- 提供テキスト:
....

In [62]:

import os
import re
import pandas as pd
import configparser
import jaconv
from tqdm import tqdm
import math 

In [33]:
config = configparser.ConfigParser()
config.read("../config.ini")

nutrition_data_path = config.get("Data","nutrition_data_path")
OUTPUT_ROOT = config.get("Output","output_path")

In [34]:
def load_nutrition_data_from_folder(base_path, subfolder, column_mapping, header_row=4, sheet_name="表全体"):
    # フォルダパスを構築
    folder_path = os.path.join(base_path, subfolder)
    
    # このフォルダ内の全てのxlsxファイルを取得
    files = [f for f in os.listdir(folder_path) if f.endswith('.xlsx')]
    
    # 全データを格納する空のデータフレームを初期化
    all_nutrition_data = pd.DataFrame()
    
    for file in files:
        # ファイルからデータを読み込む
        file_path = os.path.join(folder_path, file)
        data = pd.read_excel(file_path, header=[header_row], sheet_name=sheet_name)
        
        # 列の名前を変更
        data = data.rename(columns=column_mapping)
        
        # 'food_code'がNAの行を削除
        data.dropna(subset=['food_code'], inplace=True)
        
        # 全データフレームにこのデータを追加
        all_nutrition_data = pd.concat([all_nutrition_data, data], ignore_index=True)
    
    return all_nutrition_data

### 成分表結合

In [35]:
column_mapping = {
    "Unnamed: 0":"food_group",
    "Unnamed: 1":"food_code",
    "Unnamed: 2":"reference_number",
    "成分識別子":"food_name",
    "Unnamed: 61":"note_all"
}

In [36]:
nutrition_data = load_nutrition_data_from_folder(nutrition_data_path,"mtx_01",column_mapping,header_row=11)


## アミノ酸成分表

In [37]:
amino_column_mapping = {
    "Unnamed: 0":"food_group",
    "Unnamed: 1":"food_code",
    "Unnamed: 2":"reference_number",
    "成分識別子":"food_name",
    "Unnamed: 31":"note_amino"

....

- 提供データ:
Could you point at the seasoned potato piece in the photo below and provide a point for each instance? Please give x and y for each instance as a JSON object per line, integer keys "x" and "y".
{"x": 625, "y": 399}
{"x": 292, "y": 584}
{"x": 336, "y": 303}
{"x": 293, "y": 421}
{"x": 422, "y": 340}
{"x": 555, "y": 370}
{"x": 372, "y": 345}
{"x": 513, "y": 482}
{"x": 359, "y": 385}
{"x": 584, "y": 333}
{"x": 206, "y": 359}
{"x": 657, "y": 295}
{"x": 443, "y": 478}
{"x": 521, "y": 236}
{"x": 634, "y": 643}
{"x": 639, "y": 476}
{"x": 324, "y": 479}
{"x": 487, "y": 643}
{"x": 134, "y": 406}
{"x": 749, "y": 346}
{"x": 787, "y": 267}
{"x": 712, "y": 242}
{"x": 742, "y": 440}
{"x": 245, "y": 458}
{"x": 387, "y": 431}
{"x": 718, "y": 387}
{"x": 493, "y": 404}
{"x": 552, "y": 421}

....

- 課題の内容:
1) 成分表読み込みのコードにあるコメント「ファイルからデータを読み込む」を英語に訳すこと。
2) 成分表読み込みのコードで、関数 load_nutrition_data_from_folder の引数 sheet_name の既定値は何か。
3) 成分表読み込みのコードを、最後に示された行のあとから書き進めること。

- 各課題の解答:
1) Read the data from the file.

2) 「表全体」である。

3)
}

In [38]:
amino_nutrition_data = load_nutrition_data_from_folder(nutrition_data_path,"mtx_02",amino_column_mapping,header_row=4)

## 脂肪酸成分表

In [39]:
fat_column_mapping = {
    "Unnamed: 0":"food_group",
    "Unnamed: 1":"food_code",
    "Unnamed: 2":"reference_number",
    "成分識別子":"food_name",
    "Unnamed: 31":"note_fat"
}

In [40]:
fat_nutrition_data = load_nutrition_data_from_folder(nutrition_data_path,"mtx_03",fat_column_mapping,header_row=4)

## 炭水化物成分表

In [41]:
carb_column_mapping = {
    "Unnamed: 0":"food_group",
    "Unnamed: 1":"food_code",
    "Unnamed: 2":"reference_number",
    "成分識別子":"food_name",
    "Unnamed: 17":"note_carb"
}

In [42]:
carb_nutrition_data = load_nutrition_data_from_folder(nutrition_data_path,"mtx_04",carb_column_mapping,header_row=4)

## まとめ

In [43]:
print("食品数（成分表）:",len(nutrition_data))
print("食品数（アミノ酸成分表）:",len(amino_nutrition_data))
print("食品数（脂肪酸成分表）:",len(fat_nutrition_data))
print("食品数（炭水化物成分表）:",len(carb_nutrition_data))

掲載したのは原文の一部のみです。